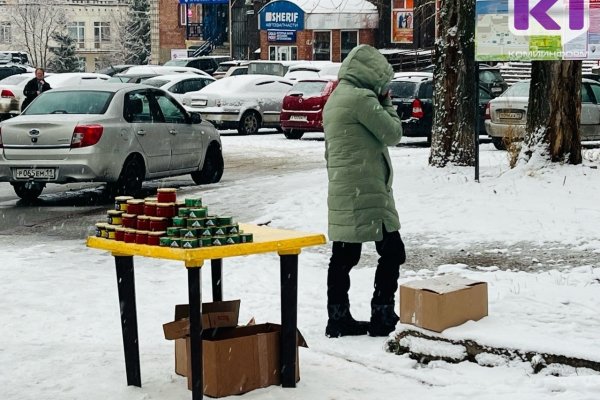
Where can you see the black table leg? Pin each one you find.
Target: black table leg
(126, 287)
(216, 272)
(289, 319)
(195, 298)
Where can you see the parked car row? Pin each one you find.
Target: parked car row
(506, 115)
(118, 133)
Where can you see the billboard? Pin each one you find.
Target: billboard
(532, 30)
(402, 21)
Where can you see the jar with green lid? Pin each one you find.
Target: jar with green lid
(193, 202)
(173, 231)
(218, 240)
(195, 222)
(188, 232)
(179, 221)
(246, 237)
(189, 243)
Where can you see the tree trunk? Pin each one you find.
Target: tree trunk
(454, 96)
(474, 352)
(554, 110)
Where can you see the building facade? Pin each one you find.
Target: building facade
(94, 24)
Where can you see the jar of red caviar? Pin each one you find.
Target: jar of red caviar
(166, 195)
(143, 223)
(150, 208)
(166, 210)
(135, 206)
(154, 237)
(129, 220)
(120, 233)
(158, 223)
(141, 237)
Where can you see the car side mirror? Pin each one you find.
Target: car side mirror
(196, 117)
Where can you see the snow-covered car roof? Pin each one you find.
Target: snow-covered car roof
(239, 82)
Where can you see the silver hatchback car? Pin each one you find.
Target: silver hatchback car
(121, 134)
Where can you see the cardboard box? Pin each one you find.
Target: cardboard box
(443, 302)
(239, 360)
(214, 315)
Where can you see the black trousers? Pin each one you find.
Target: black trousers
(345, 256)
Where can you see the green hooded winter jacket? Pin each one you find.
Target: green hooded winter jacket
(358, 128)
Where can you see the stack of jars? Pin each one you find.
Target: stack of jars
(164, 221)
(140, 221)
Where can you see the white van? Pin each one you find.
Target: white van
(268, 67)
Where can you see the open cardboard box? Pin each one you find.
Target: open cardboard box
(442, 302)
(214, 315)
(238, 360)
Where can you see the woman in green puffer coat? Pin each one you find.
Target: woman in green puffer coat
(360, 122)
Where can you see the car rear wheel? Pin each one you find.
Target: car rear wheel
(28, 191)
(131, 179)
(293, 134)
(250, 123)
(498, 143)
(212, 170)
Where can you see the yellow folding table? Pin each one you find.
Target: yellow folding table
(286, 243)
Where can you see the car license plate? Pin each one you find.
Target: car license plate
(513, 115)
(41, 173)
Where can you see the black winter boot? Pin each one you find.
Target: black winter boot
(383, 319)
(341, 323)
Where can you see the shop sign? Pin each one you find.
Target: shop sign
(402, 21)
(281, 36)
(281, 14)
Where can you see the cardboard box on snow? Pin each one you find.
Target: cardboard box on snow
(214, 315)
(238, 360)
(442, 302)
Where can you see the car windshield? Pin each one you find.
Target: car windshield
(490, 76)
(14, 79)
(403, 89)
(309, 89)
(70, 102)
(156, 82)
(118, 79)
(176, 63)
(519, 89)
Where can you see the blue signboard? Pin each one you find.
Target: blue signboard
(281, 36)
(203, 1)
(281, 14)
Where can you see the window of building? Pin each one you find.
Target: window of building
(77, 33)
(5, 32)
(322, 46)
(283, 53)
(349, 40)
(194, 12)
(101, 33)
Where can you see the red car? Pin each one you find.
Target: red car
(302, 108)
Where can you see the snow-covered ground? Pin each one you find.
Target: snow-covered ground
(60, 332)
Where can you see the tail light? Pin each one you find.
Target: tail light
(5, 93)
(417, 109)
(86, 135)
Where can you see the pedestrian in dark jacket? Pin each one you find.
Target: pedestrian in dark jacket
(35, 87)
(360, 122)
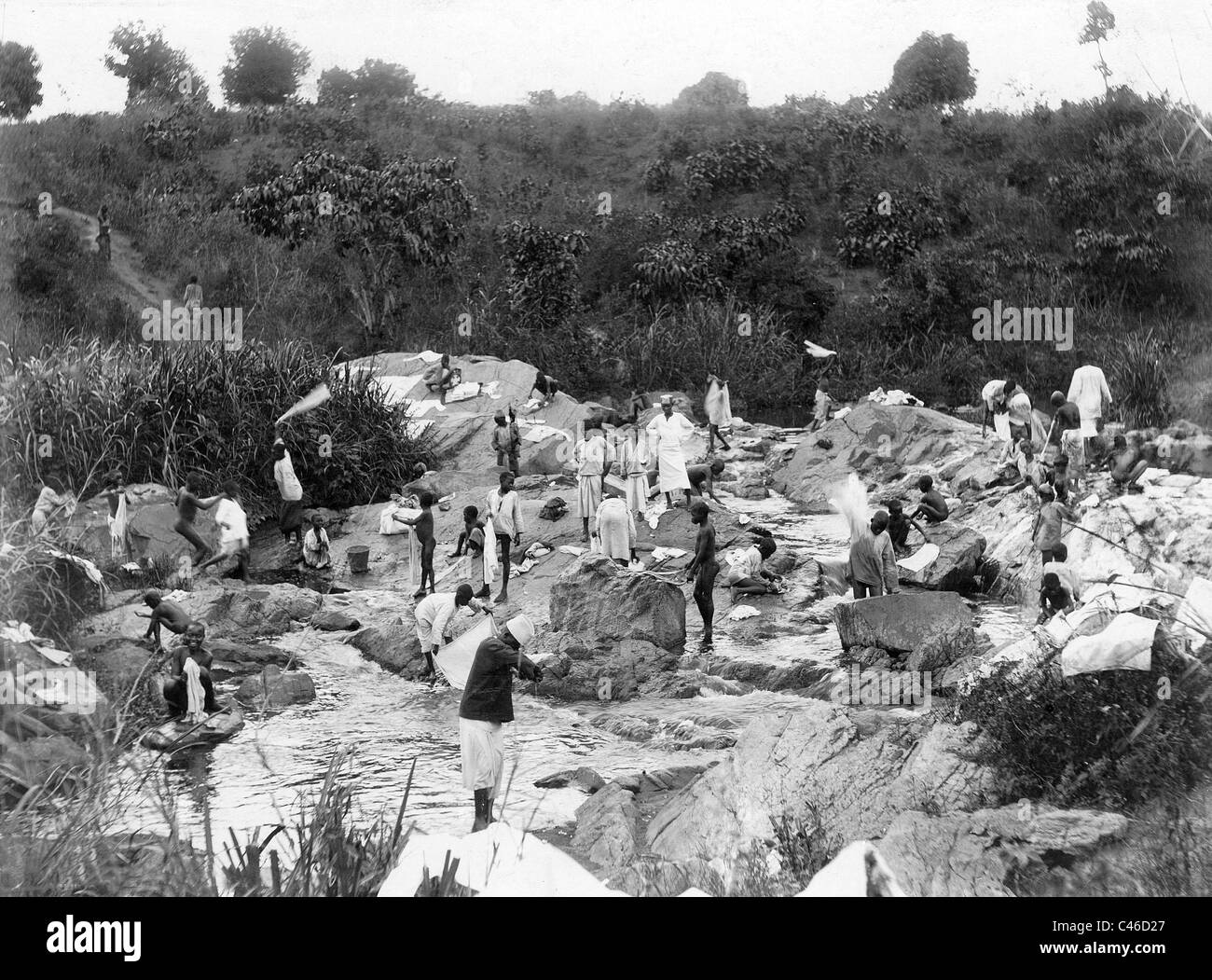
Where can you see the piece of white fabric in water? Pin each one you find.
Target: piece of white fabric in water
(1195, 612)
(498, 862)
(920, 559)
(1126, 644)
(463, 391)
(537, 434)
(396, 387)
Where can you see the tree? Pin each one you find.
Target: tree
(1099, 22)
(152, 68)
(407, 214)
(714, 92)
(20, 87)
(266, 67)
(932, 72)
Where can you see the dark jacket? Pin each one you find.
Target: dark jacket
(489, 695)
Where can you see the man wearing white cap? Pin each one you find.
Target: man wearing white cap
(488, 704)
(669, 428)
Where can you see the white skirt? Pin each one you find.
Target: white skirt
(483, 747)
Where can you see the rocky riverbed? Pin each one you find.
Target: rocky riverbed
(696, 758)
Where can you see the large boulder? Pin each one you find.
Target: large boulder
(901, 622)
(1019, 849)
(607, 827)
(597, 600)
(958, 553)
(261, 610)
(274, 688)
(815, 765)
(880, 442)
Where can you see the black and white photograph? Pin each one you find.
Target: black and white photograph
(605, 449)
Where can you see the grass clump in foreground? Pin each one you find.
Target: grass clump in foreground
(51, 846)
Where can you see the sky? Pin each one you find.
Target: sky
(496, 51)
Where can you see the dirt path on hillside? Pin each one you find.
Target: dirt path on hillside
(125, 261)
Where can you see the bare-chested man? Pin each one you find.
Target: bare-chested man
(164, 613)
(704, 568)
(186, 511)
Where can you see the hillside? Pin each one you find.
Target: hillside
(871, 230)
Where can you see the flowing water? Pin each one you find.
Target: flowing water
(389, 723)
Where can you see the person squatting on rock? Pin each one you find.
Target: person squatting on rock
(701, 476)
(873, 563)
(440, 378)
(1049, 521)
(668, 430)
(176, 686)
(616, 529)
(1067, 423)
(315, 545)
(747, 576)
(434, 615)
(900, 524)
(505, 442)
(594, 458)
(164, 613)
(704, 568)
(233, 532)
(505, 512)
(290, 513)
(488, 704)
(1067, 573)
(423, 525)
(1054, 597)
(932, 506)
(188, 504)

Exercise brief
Quote every line from the line containing "Where can you see the bare-chested" through the closing line of the listing, including both.

Finished exercise
Where can you see the bare-chested man? Pin each one you find.
Target: bare-chested man
(164, 613)
(704, 568)
(186, 511)
Where can you see the hillside? Pin each one you find.
Target: hillside
(871, 230)
Where can you see the flowing water? Pin each one you find.
Target: flowing water
(389, 723)
Where can you see the person squatting on rock? Pin each one you find.
Target: person squatting on rock
(701, 476)
(873, 563)
(440, 378)
(1049, 521)
(668, 430)
(176, 686)
(616, 529)
(1067, 423)
(315, 545)
(747, 576)
(434, 615)
(900, 524)
(505, 442)
(594, 458)
(164, 613)
(704, 568)
(233, 532)
(505, 512)
(290, 513)
(488, 704)
(1067, 573)
(423, 525)
(1054, 597)
(932, 506)
(188, 504)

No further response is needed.